The following article appears in the upcoming The Hundreds Magazine Spring/Summer 2015. Peep 2SHAE’s striking work on the “RAT RACE” graphic from The Hundreds’ Spring 2015 at the end of the piece. 

Chris May AKA 2SHAE is one of those people that makes you feel really un-chill. I mean, I don’t smoke pot because it gives me heart flutters and makes me think that all of my friends are silently plotting to remove my kidney[s]. I speak fast because my brain moves at a million frames per second (mostly porn and cartoons). I wash my hands like fifty times per day because I’m worried that I have Zach and Johnny on me. I ask my girl to feel my lymph node because I’m concerned it’s groin cancer.

2SHAE doesn’t do those things. After facing real-world problems – not the first world kind – he remains with an admirable calmness. In anticipation of an unannounced project with The Hundreds, I caught up with Chris to get the scoop on his time on Pimp My Ride and West Coast Customs, his five-year stint in prison, his residency at The Seventh Letter, and the WAR videos that nearly sent him back into the system. When Chris says, “Art saved my life,” he means it.

MAC SANDEFUR: You don’t have a whole lot of interviews out there.
2SHAE: Fuck no, I don’t really – at West Coast Customs we were all, for almost ten years, kept out of the main bubble. He wanted the limelight, which is more – imagine you own a company and you realize that your personality is dead as this [knocks on table]. But all the people around you are crazy and running around so MTV wants nothing to do with you, they want these guys as energy.

Problems and tasks -
a) According to the 2SHAE interview, how long was Chris May in prison?
b) Please resume the 2SHAE interview from its last sentence and continue it.

Information given -
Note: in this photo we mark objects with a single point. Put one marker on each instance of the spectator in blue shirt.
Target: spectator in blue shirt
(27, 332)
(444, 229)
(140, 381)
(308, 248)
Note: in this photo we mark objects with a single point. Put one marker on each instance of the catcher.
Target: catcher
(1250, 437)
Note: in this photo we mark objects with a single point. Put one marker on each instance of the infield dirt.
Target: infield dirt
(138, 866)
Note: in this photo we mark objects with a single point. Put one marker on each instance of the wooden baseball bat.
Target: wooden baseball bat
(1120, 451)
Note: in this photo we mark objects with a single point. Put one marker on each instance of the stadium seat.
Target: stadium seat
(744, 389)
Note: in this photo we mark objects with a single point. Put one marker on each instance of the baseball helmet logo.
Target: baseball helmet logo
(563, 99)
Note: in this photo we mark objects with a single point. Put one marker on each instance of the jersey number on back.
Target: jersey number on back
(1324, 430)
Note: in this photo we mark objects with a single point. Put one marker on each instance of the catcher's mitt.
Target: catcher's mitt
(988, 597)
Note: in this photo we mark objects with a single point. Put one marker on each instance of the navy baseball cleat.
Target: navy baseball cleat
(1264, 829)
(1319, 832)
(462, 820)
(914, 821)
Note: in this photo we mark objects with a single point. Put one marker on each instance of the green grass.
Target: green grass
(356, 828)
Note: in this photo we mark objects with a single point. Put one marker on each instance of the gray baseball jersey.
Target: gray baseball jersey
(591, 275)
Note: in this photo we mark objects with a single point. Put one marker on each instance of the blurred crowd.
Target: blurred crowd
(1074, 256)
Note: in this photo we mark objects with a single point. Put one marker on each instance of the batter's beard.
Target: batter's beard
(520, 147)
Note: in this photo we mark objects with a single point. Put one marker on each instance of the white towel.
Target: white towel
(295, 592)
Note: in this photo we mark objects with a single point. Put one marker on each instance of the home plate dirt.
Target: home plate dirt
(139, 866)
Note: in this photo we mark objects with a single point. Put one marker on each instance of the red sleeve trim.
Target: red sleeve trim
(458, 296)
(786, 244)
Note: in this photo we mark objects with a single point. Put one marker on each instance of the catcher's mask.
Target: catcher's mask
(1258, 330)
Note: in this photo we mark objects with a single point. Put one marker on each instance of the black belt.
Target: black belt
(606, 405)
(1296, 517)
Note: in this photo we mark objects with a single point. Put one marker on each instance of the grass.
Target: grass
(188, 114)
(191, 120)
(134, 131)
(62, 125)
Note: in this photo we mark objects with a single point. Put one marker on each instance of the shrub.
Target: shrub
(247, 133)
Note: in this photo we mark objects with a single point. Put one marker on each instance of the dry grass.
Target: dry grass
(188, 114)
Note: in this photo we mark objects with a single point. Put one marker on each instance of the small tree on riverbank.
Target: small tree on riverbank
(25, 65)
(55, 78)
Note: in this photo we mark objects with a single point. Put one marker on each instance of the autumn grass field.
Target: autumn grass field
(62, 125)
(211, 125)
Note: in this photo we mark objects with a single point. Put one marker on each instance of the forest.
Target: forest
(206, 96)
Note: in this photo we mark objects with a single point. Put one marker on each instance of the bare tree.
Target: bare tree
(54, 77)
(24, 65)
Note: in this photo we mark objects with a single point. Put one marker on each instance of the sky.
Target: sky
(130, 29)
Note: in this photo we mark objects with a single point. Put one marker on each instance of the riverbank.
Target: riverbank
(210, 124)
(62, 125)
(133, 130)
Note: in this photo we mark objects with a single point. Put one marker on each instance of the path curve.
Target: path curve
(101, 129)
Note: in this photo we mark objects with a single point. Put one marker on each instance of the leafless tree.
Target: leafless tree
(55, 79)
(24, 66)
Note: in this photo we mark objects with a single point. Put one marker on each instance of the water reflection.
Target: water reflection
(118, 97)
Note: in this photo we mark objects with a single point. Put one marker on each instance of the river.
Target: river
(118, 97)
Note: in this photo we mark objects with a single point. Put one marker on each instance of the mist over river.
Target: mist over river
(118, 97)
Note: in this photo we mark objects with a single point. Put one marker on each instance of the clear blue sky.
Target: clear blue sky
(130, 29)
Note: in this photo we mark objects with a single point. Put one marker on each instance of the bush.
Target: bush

Expected results -
a) Five years.

b)
After years of learning that, he kept us in corners and now if you watch any of his new shows, it’s him. And you might talk to us every now and then – I don’t even know if you know what I’m talking about, which is West Coast Customs.

Absolutely. Are you talking about the CEO?
Yeah. That’s what I mean; Ryan [Friedlinghaus]. So what it did was it took away from a lot of our careers unless you sit out. So they say, “West Coast Customs is artwork.” You go to Best Buy, you go to Pep Boys right now and everything is covered in black and white, and my art. It doesn’t say anything about my name, so all you know about anything that comes through – I had big rigs, vans, their whole shop is wrapped in my artwork, and not one time are they allowed [to] – or did he – promote my name.

Was I getting paid a shit load of money, and was I perfectly happy? Yeah. But my name gained no ground. The name was only in our circle if you knew.

Damn, I thought it was –
Like I was hiding or something? Well also, because of graff there’s always been this weird thing. But I did do, in 2004 to 2005, seasons of Pimp My Ride under my real name. The reason being is because I had just done five years in prison and was kind of just like, “I don’t give a fuck. I don’t want people to know my real name, but I don’t want to put a fake name out there because what if 2SHAE gets big?”

Is that when you got out?
Of prison? No, I did from ’95 to the end of 2000.

Do you care to talk about that?
Yeah, I’m cool. I was 17 years old… [by] Manchester and La Cienega, kind of by that big donut, Big Randy’s Donut, it’s the split between Inglewood and Manchester. And there are just these gangs around there that go at it with each other, and I’m doing graff and just doing me, but I know all them, they’re all my buddies and shit like that. So, sooner or later you get from one of them. I ended up shooting somebody, so I ended up having to go to prison for five years, and I got 85% and I maxed out.

I thought when I got out I was fucked. I’ve seen so many people come back. I did five years, I saw everybody go and come back. I have two strikes, they’re like, “Dude, you’re done.”

Does that live over you at all?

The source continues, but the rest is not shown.